— FRAGMENTO DEL TEXTO —
>>>>

En él acusa a Marx de compartir el fuerte eurocentrismo de sus coetáneos. En su
opinión, los prejuicios de Marx se deben a sus fuentes de información, que no
son otras que la prensa británica de la época, unida a su tradición de
intelectual europeo. Su predilección por Goethe, por ejemplo, le hace
incorporar rasgos orientalizantes presentes en la poesía de aquel. Nace así el
debate sobre el eurocentrismo de Marx y por extensión del marxismo.
¿Es
eurocéntrica la perspectiva de Marx?
La pregunta
indaga el presunto eurocentrismo de Marx y del marxismo posterior. Hablar de
eurocentrismo supone admitir que la tradición europea, en contraposición a su
sedicente universalismo, está profundamente anclada en la tradición intelectual
de esta región del mundo y es congruente con su historia, incluida la historia
colonial.
Podríamos decir
que el que una cultura esté centrada en su contexto histórico y en su ubicación
geográfica no es un demérito. Es una condición general para un pensamiento
situado. Lo peculiar por consiguiente del eurocentrismo no es que esté centrado
en Europa, sino que considere a esa región del mundo por encima de las demás y
defienda el derecho de sus habitantes para extenderse por el planeta y ocupar
otros países y regiones en claro menoscabo de sus habitantes originarios.

<<<<

— DATOS PROPORCIONADOS —
>>>>

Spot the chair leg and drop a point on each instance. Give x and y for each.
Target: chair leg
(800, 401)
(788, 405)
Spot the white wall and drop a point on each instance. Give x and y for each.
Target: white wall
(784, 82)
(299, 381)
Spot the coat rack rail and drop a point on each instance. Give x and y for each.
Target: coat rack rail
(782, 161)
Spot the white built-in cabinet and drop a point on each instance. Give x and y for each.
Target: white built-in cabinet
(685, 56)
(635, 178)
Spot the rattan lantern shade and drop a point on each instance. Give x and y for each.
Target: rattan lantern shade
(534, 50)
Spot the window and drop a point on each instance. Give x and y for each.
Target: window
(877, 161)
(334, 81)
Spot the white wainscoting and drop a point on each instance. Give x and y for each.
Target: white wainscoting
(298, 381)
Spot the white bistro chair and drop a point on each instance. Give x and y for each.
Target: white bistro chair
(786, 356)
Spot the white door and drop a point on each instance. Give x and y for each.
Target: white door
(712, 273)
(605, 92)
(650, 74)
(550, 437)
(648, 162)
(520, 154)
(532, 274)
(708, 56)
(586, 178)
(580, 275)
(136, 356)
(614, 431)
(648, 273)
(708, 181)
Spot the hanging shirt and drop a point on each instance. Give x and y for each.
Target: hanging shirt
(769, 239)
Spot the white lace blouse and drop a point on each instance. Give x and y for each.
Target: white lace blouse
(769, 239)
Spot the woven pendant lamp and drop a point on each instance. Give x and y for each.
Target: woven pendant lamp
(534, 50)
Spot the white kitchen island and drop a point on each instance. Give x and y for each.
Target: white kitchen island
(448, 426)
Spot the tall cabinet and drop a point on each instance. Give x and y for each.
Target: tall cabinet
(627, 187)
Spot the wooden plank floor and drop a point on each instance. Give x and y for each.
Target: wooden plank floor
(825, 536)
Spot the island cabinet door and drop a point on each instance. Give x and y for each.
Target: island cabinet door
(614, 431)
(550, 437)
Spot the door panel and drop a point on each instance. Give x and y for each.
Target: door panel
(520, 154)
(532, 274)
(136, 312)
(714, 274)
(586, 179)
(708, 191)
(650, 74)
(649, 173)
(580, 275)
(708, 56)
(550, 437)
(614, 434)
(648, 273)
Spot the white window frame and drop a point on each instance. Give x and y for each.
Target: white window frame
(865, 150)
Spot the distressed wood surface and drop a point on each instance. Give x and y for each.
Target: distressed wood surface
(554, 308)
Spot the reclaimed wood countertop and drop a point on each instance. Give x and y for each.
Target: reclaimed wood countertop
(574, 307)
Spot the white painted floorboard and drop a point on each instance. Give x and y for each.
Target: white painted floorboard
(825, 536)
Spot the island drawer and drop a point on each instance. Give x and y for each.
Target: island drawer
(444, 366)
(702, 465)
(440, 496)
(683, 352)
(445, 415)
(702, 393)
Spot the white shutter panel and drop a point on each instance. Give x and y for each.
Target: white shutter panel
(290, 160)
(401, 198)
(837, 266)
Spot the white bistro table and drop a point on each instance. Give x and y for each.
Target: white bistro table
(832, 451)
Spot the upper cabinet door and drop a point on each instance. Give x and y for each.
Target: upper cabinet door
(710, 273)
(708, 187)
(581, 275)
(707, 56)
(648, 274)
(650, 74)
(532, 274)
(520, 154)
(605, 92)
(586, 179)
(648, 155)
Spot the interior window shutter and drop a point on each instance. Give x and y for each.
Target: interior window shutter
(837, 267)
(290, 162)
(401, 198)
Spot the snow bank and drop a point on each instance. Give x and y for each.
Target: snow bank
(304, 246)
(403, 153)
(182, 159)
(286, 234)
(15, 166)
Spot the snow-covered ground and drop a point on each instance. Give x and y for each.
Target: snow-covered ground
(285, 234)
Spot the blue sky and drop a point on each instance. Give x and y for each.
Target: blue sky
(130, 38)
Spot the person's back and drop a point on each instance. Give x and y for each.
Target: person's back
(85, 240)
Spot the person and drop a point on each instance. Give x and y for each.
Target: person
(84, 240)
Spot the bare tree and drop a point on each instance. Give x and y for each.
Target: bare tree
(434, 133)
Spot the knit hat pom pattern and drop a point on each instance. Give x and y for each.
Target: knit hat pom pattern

<<<<

— EJERCICIOS —
a) Reproduce literalmente el pasaje del texto sobre el eurocentrismo de Marx que comienza con las palabras que contienen "En él acusa" y concluye con "extensión del marxismo.".
b) Según el texto sobre el eurocentrismo de Marx, ¿a qué se deben los prejuicios de Marx?
c) Prosigue el texto sobre el eurocentrismo de Marx a partir de su última oración.
Los datos no intervienen en ningún punto de este ejercicio.

— SOLUCIONES —
a)
En él acusa a Marx de compartir el fuerte eurocentrismo de sus coetáneos. En su
opinión, los prejuicios de Marx se deben a sus fuentes de información, que no
son otras que la prensa británica de la época, unida a su tradición de
intelectual europeo. Su predilección por Goethe, por ejemplo, le hace
incorporar rasgos orientalizantes presentes en la poesía de aquel. Nace así el
debate sobre el eurocentrismo de Marx y por extensión del marxismo.

b) A sus fuentes de información, que son la prensa británica de la época, unida a su tradición de intelectual europeo.

c)
En el siglo
XIX, momento álgido de la expansión colonial, era sentido común europeo que la
expansión de los ciudadanos europeos y su emigración hacia otras regiones
formaba parte del proyecto civilizador. Se consideraba que una gran parte de
los otros continentes o estaban vacíos o eran habitados por poblaciones muy
inferiores a las europeas.
Said indica que
es esta concepción de superioridad la que marca las expediciones europeas y
crea el mito del otro oriental, del que se da una imagen exótica a la
vez que se le presenta como alguien temible. El colonizador no ve en el
colonizado a un igual, sino a alguien extraño cuyos comportamientos le
intranquilizan puesto que no acepta la superioridad natural del europeo, de la
que este está totalmente convencido. En muchos casos esa dominación se dobla
con el racismo, especialmente contra las poblaciones negras.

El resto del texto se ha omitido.